BEGIN INFORMATION SUPPLIED

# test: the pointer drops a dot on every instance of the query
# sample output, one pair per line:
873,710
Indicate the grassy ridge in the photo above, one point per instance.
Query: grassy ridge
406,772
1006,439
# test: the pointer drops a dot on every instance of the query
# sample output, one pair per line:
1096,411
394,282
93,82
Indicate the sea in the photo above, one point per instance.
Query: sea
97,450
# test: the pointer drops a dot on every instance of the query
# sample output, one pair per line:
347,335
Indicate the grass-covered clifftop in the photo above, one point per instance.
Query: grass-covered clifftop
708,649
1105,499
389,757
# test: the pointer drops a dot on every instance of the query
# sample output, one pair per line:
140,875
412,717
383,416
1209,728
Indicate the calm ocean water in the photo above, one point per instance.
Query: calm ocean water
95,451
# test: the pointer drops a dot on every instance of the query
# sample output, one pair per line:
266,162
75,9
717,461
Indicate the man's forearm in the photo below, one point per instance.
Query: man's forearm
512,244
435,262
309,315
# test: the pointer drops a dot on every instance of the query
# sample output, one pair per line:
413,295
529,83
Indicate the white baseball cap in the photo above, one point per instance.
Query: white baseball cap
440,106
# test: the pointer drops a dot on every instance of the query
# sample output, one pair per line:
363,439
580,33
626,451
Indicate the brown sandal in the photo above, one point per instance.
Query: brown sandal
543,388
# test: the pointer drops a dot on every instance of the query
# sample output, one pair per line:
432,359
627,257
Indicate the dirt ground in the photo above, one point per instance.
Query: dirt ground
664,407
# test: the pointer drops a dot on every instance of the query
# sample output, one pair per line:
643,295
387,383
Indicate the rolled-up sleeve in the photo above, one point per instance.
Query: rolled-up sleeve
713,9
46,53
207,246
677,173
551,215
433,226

END INFORMATION SUPPLIED

▸ GIVEN INSTRUCTION
Return each line of the data above that contains the string "grassy", reproducing every such line unchanged. Treat the match as case-sensitive.

▸ RESULT OF THIS TASK
Indicate the grassy ridge in the photo above, one point per instance.
Query: grassy ridge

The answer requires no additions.